● Task instructions:
Retype the material below word for word, from its first line through the line containing "[(267, 354)]". Include both of those lines and stop there.

● Source records:
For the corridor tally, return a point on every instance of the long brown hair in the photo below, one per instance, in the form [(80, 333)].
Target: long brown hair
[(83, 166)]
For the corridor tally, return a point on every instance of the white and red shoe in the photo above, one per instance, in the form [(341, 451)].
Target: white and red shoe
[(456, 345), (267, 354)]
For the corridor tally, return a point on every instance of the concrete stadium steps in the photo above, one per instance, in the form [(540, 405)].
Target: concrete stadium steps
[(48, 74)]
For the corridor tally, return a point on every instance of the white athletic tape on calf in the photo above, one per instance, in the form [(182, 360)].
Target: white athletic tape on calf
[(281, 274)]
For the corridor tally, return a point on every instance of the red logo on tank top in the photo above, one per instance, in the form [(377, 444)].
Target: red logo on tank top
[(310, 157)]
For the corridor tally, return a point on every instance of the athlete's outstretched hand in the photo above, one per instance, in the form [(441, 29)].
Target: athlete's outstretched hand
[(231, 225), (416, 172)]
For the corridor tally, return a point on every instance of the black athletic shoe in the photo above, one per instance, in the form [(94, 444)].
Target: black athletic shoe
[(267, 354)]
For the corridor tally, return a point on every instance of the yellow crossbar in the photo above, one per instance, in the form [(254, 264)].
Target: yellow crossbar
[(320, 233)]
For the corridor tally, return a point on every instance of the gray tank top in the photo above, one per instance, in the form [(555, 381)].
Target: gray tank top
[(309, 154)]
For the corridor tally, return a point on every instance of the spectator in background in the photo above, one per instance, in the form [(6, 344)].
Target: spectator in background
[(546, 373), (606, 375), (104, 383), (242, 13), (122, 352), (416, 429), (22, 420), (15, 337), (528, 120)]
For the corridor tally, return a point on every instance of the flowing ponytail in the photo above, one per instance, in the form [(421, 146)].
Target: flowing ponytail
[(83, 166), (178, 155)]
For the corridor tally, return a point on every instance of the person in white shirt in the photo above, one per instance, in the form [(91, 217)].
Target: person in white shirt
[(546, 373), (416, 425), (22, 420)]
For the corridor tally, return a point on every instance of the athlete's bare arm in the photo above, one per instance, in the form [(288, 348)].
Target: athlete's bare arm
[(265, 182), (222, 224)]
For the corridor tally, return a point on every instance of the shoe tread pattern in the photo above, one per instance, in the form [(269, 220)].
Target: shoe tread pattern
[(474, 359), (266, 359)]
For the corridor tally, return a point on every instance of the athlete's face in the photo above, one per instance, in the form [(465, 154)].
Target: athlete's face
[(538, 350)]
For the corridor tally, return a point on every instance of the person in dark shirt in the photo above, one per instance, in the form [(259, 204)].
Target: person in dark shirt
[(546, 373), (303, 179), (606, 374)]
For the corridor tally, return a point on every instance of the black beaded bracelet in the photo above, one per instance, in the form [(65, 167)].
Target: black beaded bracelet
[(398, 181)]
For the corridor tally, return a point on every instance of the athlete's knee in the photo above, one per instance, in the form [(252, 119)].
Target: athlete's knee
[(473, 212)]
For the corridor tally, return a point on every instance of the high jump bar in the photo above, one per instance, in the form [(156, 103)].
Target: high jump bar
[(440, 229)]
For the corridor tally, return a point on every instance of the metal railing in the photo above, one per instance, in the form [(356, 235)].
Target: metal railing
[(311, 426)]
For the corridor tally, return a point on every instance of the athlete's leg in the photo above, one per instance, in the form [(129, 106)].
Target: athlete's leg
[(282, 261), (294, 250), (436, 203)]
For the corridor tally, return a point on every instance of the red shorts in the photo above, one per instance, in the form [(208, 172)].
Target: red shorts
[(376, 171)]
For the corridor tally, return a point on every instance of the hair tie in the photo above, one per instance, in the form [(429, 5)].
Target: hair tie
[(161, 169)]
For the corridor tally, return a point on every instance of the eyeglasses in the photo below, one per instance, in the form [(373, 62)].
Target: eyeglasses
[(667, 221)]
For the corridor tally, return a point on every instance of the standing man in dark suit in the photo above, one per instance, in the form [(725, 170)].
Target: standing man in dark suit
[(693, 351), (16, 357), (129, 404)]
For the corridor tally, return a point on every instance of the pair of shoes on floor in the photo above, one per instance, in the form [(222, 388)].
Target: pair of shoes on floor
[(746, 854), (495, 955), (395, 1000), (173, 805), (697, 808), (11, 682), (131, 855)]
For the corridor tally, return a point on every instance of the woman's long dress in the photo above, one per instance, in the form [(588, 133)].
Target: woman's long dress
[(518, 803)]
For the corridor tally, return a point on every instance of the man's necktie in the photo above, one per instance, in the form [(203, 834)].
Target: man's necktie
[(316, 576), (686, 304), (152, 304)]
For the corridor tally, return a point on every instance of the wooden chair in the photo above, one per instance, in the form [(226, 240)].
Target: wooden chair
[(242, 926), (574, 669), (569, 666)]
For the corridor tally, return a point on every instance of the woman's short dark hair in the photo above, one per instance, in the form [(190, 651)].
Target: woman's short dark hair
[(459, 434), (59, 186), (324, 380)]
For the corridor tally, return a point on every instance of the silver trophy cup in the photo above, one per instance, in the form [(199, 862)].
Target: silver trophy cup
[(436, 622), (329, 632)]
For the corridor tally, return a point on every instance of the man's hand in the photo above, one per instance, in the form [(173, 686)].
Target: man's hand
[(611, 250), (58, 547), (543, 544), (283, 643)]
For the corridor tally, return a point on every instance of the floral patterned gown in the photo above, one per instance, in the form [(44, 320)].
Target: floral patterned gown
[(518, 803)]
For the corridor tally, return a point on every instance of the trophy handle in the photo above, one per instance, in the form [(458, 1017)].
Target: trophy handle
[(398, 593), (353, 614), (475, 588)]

● Task answer:
For the corridor tally, return a point on every instance of the long brown hair in the photo below, one per instance, in the form [(80, 333)].
Target: long brown hair
[(83, 166)]
For the corridor tally, return a point on every instance of the white and red shoe in the photo above, one per instance, in the form [(341, 451)].
Target: white and red shoe
[(456, 345), (267, 354)]
For the corridor tally, return a point on every instance of the concrete stadium steps in the photo above, one per instance, in the form [(540, 405)].
Target: concrete stadium steps
[(48, 74)]
For the corridor tally, return a point on every instance of the white athletic tape on calf in the photo above, one per instance, in the form [(182, 360)].
Target: white athletic tape on calf
[(281, 274)]
For the corridor tally, return a point on every instance of the red logo on tank top in the photo above, one per instance, in the form [(377, 444)].
Target: red logo on tank top
[(310, 157)]
For the corridor tally, return a point on every instance of the athlete's outstretched hand in the photo above, one per instance, in the form [(441, 29)].
Target: athlete's outstretched hand
[(231, 225), (416, 172)]
For the corridor tally, return a point on every instance of the black athletic shoe in the photo above, one per instance, in the form [(94, 444)].
Target: black athletic shoe
[(267, 354)]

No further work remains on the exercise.